\documentclass{article}
\usepackage[dvips]{graphicx,color}
\usepackage{amsmath}
\usepackage{epsfig}
\usepackage{geometry}
\geometry{letterpaper, left=1in, bottom=1in, right=1in, top=1in,
foot=0.5in, head=0.5in}
\usepackage{Sweave}
\title{a spatial lme example}
\author{Ottar Bj{\o}rnstad}
\date{\today}
\begin{document}
\maketitle

\section*{spatial dependence}
The data contained in {\bf habsel.txt} represents the number of animals captured (\$captures) 
in 71 permanent traps located at co-ordinates \$x and \$y on a small Norwegian island. Also
reported is various habitat variables in the viscinity of each trap. There is a bunch of 
things measured but we will focus on \$lichen (the cover of lichen), \$veg (the total vegetation
cover, \$heather (the cover of heather), \$moss (the cover of moss) and \$stdp (a measure of 
structural complexity).

<<fig=TRUE>>=
habsel=read.table("habsel.txt", header=TRUE)
symbols(x=habsel$x, y=habsel$y, circles=habsel$captures, inches=.1)
@

<<>>=
fit1=lm(log(captures+1)~ lichen+veg+heather+moss+stdp, data=habsel)
summary(fit1)
@

So it looks like there is some abundance-environment association. HOwever, the issue
 with these types of observational data is that there may be strong
spatial autocorrelation that may invalidate a simple regression of abundance against environment.
We can do a quick look at this correlation in residuals from an 'independence' model.

+++++

### Short problem A
Lay out the lines of the records starting at the one containing "Now, locate the reflection of building" and ending at the one containing "left=0, top=0, right=400, bottom=58" as a JSON list of strings, one string per line and no blank lines.
The LaTeX text and the records are unrelated to each other.

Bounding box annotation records

+++++

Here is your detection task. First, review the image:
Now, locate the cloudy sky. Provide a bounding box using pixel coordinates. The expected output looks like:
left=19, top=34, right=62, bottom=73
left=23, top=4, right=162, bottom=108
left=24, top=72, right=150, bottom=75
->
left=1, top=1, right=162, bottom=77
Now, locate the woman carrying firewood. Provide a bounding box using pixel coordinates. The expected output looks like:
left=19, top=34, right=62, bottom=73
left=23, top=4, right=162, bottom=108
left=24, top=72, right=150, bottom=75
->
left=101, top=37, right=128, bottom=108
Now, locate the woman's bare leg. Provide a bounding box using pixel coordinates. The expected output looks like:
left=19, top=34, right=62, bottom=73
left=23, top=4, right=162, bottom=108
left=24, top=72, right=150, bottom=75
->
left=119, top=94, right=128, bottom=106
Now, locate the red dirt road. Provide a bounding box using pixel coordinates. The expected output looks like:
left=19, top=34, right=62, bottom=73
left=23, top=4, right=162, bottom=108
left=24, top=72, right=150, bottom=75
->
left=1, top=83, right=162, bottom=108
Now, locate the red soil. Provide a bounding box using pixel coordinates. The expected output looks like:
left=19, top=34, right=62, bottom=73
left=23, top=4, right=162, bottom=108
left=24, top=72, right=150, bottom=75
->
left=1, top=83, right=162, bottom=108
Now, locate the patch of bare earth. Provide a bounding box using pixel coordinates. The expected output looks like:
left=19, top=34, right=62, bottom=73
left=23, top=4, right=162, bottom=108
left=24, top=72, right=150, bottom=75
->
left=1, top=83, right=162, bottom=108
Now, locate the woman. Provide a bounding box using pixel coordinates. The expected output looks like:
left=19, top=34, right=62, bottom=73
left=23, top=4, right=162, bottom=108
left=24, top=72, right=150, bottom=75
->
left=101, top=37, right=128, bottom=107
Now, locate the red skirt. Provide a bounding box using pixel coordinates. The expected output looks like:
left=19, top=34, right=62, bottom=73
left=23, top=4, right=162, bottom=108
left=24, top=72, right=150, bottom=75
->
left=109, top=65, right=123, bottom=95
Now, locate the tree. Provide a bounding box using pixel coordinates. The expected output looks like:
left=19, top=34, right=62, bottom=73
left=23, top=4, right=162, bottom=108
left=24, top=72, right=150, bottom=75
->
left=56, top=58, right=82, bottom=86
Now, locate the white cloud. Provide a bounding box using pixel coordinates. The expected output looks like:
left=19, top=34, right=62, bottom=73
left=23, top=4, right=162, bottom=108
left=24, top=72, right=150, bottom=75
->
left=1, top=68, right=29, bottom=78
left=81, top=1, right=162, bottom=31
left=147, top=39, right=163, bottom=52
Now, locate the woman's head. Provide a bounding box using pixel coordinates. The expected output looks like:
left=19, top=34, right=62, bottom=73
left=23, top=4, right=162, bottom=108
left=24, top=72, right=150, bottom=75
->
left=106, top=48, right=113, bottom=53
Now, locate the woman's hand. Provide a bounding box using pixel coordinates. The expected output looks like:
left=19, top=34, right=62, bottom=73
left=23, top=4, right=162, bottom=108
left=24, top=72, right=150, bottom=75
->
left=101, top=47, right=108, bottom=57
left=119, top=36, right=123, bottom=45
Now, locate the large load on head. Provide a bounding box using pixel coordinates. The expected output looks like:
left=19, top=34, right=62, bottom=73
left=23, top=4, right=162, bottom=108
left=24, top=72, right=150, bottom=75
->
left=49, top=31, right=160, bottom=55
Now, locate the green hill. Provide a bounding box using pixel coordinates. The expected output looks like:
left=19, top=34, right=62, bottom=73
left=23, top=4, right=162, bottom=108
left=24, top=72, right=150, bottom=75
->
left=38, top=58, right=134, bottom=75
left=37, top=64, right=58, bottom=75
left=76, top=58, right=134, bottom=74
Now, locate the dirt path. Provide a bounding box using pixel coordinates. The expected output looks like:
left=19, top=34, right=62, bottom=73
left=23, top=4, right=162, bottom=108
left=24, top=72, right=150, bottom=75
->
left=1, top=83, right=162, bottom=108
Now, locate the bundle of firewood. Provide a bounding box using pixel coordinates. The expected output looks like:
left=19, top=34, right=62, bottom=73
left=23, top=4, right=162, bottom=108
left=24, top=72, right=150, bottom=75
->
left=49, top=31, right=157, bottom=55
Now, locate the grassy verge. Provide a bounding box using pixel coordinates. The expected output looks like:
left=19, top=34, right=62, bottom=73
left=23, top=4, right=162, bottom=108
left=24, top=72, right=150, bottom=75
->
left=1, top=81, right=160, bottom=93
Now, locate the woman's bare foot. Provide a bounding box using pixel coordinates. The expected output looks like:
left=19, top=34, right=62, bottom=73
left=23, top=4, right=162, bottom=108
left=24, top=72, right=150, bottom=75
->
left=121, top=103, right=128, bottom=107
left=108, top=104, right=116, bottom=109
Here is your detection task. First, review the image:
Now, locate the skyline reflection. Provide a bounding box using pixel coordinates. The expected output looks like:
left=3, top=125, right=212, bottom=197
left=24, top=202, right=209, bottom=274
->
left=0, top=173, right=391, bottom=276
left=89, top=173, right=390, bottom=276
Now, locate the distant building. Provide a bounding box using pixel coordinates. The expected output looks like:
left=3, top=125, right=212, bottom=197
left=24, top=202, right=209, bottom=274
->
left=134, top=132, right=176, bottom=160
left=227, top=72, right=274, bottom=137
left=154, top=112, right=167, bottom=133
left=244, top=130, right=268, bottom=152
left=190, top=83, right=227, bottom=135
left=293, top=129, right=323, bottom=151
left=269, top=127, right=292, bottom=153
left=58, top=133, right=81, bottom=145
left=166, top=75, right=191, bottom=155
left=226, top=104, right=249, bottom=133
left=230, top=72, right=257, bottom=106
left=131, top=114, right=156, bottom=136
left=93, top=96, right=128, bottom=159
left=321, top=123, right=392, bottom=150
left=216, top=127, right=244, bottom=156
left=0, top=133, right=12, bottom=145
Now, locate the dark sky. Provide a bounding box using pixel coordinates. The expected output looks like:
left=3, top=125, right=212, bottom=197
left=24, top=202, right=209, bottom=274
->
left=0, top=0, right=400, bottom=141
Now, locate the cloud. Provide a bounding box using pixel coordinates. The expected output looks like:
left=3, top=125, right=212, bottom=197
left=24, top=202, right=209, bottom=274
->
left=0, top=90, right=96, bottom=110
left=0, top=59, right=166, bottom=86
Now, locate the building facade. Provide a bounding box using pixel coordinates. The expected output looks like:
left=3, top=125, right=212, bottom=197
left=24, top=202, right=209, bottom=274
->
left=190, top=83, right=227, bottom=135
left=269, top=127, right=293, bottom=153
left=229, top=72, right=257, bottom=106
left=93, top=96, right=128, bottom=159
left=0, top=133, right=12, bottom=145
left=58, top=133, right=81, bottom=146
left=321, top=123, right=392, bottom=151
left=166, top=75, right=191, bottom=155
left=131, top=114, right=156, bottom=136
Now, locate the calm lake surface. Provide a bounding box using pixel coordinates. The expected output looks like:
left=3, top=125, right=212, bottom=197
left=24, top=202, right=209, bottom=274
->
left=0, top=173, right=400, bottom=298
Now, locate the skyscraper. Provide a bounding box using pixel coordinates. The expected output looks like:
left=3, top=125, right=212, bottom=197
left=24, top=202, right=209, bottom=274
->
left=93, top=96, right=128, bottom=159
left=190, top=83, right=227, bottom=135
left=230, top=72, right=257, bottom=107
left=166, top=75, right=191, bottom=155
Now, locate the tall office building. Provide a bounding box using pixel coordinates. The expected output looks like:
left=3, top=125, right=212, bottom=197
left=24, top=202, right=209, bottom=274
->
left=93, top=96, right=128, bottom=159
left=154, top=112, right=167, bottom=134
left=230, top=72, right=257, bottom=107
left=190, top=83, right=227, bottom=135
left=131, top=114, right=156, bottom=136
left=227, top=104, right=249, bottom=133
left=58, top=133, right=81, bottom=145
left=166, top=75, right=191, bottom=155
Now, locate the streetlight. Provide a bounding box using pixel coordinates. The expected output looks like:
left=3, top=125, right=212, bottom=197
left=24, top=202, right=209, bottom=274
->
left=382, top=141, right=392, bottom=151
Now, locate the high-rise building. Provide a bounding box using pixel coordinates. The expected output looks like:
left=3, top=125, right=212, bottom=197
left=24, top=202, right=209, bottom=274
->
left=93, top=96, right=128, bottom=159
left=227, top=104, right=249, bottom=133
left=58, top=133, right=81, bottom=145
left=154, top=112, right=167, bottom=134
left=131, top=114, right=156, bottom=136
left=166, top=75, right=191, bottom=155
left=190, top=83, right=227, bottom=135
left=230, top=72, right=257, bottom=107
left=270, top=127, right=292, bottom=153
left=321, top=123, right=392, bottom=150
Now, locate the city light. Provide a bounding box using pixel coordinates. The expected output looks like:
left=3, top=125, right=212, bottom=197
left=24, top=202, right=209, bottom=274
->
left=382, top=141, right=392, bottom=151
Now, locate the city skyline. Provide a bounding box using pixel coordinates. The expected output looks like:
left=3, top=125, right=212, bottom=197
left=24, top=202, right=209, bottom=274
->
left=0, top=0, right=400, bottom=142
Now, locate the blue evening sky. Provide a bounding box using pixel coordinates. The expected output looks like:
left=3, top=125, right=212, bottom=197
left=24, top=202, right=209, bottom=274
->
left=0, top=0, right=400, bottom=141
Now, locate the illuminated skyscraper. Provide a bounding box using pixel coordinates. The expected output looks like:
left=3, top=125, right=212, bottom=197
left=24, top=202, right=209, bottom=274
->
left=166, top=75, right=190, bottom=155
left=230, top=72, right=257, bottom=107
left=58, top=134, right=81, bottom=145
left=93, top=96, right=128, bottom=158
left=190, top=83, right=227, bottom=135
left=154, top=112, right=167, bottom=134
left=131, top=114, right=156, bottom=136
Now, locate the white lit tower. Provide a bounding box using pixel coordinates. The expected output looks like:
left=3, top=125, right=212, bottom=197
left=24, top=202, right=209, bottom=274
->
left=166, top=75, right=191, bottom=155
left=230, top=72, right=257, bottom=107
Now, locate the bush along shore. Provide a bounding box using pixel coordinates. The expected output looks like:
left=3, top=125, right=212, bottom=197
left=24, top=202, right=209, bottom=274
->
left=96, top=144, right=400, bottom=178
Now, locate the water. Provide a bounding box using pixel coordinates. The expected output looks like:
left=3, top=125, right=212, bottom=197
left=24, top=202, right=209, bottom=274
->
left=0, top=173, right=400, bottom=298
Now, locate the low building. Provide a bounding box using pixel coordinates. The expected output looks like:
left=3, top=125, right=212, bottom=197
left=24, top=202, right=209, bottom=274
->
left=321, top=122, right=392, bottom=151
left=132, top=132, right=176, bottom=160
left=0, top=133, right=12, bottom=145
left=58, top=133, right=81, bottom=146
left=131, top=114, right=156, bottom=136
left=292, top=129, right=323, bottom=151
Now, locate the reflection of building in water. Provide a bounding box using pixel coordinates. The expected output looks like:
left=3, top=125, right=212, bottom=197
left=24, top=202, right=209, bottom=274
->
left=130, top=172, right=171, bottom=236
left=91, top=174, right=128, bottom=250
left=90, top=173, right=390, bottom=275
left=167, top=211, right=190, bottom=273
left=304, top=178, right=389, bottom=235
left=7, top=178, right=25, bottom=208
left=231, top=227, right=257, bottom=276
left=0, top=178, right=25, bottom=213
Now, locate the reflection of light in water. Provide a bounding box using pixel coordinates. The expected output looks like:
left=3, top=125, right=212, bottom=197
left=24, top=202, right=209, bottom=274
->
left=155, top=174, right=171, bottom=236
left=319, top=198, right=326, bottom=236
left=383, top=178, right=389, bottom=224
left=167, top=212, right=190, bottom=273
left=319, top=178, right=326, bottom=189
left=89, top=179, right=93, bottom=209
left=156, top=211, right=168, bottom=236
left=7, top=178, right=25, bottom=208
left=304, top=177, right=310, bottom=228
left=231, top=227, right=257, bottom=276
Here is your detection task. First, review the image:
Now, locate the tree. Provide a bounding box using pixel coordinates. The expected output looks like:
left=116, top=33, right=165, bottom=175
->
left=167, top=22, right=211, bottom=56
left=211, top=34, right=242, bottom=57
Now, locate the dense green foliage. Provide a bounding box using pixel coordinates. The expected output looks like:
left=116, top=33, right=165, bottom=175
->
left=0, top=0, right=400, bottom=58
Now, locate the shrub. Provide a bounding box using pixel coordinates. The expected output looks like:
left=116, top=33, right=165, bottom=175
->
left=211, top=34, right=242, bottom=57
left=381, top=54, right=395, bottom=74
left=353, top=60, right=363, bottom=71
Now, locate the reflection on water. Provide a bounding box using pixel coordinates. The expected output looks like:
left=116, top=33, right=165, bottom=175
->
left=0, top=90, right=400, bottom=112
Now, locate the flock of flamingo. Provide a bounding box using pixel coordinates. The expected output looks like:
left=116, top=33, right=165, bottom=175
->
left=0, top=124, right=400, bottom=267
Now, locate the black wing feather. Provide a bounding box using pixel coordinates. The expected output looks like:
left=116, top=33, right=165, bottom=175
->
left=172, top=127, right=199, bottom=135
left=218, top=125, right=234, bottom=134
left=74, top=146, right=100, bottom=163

+++++

### Short problem B
Reproduce the passage of the spatial lme example starting at "So it looks" and ending at "abundance against environment.", replacing "autocorrelation" with "dependence".

### Exercise output A
[
  "Now, locate the reflection of building in water. Provide a bounding box using pixel coordinates. The expected output looks like:",
  "left=3, top=125, right=212, bottom=197",
  "left=24, top=202, right=209, bottom=274",
  "->",
  "left=130, top=172, right=171, bottom=236",
  "left=91, top=174, right=128, bottom=250",
  "left=90, top=173, right=390, bottom=275",
  "left=167, top=211, right=190, bottom=273",
  "left=304, top=178, right=389, bottom=235",
  "left=7, top=178, right=25, bottom=208",
  "left=231, top=227, right=257, bottom=276",
  "left=0, top=178, right=25, bottom=213",
  "Now, locate the reflection of light in water. Provide a bounding box using pixel coordinates. The expected output looks like:",
  "left=3, top=125, right=212, bottom=197",
  "left=24, top=202, right=209, bottom=274",
  "->",
  "left=155, top=174, right=171, bottom=236",
  "left=319, top=198, right=326, bottom=236",
  "left=383, top=178, right=389, bottom=224",
  "left=167, top=212, right=190, bottom=273",
  "left=319, top=178, right=326, bottom=189",
  "left=89, top=179, right=93, bottom=209",
  "left=156, top=211, right=168, bottom=236",
  "left=7, top=178, right=25, bottom=208",
  "left=304, top=177, right=310, bottom=228",
  "left=231, top=227, right=257, bottom=276",
  "Here is your detection task. First, review the image:",
  "Now, locate the tree. Provide a bounding box using pixel coordinates. The expected output looks like:",
  "left=116, top=33, right=165, bottom=175",
  "->",
  "left=167, top=22, right=211, bottom=56",
  "left=211, top=34, right=242, bottom=57",
  "Now, locate the dense green foliage. Provide a bounding box using pixel coordinates. The expected output looks like:",
  "left=116, top=33, right=165, bottom=175",
  "->",
  "left=0, top=0, right=400, bottom=58"
]

### Exercise output B
So it looks like there is some abundance-environment association. HOwever, the issue
 with these types of observational data is that there may be strong
spatial dependence that may invalidate a simple regression of abundance against environment.